▸ Your goal
Filter the data below down to the lines that contain the string "crowd", and copy each of those lines. Case counts.

● ● ● ● ● ● ●

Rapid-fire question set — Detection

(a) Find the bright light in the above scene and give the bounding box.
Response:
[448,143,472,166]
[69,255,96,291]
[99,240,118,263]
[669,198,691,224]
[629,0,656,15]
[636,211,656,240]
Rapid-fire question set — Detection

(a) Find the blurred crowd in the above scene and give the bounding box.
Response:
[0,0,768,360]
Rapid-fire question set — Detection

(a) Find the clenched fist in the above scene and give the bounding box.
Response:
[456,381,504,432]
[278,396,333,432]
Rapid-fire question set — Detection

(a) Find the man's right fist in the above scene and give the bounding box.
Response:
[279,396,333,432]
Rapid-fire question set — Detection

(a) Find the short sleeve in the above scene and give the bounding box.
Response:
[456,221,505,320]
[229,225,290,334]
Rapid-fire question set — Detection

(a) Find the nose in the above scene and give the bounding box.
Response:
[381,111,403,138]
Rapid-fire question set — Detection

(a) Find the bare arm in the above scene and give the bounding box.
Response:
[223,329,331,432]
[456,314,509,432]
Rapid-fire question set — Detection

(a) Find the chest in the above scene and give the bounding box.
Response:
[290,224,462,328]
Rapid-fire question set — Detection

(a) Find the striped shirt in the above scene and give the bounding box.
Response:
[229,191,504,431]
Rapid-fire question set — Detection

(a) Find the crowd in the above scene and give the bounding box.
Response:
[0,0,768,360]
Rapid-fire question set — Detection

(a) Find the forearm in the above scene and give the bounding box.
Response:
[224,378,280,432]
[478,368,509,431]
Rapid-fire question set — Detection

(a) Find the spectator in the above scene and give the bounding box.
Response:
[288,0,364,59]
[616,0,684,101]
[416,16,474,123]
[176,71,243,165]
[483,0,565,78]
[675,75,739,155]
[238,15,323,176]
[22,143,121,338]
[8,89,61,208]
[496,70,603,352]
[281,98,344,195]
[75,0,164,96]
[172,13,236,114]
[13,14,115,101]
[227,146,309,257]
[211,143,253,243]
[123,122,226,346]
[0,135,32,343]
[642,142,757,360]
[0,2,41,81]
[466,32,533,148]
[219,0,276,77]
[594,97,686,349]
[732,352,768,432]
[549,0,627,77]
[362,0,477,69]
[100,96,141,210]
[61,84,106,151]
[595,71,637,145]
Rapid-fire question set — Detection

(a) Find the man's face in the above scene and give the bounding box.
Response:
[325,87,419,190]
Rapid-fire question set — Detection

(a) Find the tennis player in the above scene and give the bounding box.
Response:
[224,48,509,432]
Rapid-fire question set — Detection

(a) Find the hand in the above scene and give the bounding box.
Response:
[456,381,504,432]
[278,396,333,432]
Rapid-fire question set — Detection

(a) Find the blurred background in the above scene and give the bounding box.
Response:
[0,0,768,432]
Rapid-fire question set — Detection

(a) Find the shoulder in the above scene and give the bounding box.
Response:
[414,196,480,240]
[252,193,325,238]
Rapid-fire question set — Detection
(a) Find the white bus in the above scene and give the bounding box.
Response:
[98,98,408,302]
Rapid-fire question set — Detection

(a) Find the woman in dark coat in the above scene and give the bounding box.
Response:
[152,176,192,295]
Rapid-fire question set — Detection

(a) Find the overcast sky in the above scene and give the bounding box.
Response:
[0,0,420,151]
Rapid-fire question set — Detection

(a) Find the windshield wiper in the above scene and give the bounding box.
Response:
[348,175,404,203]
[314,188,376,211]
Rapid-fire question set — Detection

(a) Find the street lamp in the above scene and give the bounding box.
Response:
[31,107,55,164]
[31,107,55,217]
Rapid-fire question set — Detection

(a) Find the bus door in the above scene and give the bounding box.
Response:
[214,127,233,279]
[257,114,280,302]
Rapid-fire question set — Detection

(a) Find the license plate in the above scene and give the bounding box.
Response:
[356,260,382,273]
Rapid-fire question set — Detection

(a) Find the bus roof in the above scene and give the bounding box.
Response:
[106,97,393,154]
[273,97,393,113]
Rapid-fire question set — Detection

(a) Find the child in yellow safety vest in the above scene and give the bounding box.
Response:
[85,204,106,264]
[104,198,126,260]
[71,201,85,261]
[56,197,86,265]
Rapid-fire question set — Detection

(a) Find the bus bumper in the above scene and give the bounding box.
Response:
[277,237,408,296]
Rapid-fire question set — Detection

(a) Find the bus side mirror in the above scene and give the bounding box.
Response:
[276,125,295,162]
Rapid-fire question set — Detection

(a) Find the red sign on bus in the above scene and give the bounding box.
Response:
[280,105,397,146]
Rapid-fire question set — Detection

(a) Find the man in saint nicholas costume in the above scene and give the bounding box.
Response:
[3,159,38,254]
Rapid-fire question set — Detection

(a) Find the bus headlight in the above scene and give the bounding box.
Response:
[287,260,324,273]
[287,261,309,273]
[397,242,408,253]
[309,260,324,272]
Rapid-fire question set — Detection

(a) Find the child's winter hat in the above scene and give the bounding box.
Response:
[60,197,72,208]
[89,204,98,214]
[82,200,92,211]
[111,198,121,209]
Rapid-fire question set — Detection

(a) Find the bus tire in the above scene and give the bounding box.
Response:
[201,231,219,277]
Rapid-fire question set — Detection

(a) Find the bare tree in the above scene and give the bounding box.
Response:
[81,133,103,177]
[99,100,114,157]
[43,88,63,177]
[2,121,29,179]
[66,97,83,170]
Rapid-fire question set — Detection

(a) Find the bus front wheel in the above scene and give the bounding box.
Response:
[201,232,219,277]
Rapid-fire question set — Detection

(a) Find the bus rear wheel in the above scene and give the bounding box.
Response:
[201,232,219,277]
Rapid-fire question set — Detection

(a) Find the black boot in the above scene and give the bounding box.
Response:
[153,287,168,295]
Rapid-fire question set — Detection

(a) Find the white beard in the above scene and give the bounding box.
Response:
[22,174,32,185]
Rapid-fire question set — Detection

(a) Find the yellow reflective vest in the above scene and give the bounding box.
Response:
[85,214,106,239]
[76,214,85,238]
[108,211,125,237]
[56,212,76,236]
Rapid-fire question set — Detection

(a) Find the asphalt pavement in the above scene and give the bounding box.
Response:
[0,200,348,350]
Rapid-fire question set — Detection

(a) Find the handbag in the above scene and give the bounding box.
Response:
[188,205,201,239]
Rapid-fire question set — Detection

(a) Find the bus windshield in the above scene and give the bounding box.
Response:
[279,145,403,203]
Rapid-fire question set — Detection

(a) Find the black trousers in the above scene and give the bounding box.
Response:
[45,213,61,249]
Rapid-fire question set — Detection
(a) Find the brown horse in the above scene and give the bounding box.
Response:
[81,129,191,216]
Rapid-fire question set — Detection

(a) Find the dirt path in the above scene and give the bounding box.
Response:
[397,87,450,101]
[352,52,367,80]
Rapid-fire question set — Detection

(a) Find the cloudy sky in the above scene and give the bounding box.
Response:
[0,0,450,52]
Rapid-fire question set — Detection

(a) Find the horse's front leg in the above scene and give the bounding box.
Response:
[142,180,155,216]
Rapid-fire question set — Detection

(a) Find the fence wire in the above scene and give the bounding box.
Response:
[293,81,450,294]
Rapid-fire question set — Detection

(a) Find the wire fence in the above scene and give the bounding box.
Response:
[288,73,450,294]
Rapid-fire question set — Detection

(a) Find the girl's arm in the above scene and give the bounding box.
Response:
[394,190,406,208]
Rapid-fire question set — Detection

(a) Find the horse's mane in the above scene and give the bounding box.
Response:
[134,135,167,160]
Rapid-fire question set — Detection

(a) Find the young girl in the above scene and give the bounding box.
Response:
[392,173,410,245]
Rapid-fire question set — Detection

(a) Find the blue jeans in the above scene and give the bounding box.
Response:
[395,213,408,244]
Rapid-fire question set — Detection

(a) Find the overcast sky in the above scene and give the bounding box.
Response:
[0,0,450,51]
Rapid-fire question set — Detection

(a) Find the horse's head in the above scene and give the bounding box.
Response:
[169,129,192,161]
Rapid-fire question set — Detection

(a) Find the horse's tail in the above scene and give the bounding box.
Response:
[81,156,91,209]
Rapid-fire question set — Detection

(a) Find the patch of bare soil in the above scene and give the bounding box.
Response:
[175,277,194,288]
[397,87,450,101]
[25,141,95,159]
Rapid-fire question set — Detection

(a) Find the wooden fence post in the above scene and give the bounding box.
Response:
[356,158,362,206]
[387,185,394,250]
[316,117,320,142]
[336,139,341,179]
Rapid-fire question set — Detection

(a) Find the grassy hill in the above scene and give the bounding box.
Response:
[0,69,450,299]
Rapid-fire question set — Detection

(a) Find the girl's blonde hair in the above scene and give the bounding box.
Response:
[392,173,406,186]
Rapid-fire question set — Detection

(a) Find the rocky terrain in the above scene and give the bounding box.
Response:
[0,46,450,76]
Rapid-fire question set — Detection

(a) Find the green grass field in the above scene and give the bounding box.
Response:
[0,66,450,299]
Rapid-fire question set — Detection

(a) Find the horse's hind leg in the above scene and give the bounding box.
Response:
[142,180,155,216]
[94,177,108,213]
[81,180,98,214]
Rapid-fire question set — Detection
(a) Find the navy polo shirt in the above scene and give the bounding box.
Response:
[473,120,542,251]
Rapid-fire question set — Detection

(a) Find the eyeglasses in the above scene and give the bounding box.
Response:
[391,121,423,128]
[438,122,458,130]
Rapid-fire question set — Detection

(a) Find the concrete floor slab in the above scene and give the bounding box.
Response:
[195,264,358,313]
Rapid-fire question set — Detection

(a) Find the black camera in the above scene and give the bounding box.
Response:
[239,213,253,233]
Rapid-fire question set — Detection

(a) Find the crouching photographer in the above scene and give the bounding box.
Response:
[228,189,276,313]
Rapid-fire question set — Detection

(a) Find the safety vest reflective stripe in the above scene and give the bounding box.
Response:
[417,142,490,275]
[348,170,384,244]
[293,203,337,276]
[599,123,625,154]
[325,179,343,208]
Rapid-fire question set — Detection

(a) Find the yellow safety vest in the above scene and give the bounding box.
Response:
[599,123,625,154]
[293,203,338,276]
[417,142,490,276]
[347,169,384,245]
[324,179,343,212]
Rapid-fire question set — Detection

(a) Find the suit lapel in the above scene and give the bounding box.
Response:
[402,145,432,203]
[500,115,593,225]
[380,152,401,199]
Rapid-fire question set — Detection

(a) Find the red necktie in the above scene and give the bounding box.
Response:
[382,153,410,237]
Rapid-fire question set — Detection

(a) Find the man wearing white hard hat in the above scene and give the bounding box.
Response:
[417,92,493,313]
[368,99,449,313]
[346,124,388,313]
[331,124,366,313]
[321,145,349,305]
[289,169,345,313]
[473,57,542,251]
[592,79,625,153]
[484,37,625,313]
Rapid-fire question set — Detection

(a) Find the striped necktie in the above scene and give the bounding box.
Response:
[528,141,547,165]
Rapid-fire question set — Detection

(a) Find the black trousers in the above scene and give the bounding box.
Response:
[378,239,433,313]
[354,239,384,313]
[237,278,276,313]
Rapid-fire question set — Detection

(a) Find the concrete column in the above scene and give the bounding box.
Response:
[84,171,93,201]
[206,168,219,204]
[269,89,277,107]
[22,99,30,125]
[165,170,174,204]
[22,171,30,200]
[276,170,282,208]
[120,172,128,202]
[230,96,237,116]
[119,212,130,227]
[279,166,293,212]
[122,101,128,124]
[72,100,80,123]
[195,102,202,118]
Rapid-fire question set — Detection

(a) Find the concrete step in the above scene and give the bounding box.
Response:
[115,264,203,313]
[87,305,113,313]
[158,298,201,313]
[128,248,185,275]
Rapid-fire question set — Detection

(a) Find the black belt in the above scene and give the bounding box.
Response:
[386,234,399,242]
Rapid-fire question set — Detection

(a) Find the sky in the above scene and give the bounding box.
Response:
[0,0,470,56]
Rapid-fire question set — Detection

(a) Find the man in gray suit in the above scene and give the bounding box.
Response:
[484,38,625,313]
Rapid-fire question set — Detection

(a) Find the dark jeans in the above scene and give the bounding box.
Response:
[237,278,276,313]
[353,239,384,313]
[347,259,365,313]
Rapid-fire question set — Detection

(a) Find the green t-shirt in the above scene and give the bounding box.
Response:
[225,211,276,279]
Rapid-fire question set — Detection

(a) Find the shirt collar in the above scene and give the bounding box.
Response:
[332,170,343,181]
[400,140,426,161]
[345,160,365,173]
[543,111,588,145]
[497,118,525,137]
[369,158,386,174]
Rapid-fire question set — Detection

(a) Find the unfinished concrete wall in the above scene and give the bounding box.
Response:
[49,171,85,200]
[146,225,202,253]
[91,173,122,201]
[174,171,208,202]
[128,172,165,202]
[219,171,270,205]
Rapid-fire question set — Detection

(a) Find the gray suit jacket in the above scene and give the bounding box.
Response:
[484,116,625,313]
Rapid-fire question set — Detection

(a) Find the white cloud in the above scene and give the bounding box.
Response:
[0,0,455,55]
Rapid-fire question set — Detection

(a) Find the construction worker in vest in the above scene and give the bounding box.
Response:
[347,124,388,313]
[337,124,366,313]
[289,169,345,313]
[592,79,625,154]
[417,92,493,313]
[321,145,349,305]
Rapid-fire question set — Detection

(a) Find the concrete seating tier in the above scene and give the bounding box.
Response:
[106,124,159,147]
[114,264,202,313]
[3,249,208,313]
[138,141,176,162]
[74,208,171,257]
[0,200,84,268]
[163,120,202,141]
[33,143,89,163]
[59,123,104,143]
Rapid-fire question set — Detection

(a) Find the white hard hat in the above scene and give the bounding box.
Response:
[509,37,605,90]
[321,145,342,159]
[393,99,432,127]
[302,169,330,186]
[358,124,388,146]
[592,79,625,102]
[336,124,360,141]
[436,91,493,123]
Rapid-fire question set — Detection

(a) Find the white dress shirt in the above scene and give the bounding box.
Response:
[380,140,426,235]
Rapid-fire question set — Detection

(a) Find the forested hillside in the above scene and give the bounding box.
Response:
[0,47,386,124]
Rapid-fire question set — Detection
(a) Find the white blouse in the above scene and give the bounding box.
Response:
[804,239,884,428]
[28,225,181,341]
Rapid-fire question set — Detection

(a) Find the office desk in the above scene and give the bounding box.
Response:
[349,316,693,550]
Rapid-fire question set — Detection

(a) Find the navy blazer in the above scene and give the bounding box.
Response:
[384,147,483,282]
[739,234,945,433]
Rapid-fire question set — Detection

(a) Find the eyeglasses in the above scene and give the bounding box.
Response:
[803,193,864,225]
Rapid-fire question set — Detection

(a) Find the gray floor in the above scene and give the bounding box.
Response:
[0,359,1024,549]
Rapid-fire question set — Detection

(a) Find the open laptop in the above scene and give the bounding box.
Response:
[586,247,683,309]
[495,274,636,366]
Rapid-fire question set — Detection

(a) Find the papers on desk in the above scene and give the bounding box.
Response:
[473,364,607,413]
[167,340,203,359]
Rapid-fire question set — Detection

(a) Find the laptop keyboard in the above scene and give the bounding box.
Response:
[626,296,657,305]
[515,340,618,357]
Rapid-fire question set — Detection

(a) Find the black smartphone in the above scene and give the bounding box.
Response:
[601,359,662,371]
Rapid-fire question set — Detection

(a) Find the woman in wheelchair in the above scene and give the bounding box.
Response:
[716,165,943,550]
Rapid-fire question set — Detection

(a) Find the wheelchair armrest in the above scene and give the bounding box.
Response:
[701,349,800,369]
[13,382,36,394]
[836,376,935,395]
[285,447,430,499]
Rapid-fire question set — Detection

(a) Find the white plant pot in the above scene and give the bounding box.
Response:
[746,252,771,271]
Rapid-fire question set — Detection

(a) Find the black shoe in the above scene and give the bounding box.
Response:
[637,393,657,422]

● ● ● ● ● ● ●

▸ Final result
(a) Find the blurred crowd in the above scene and give the bounding box.
(a) Find the crowd in the above scene and give the bounding box.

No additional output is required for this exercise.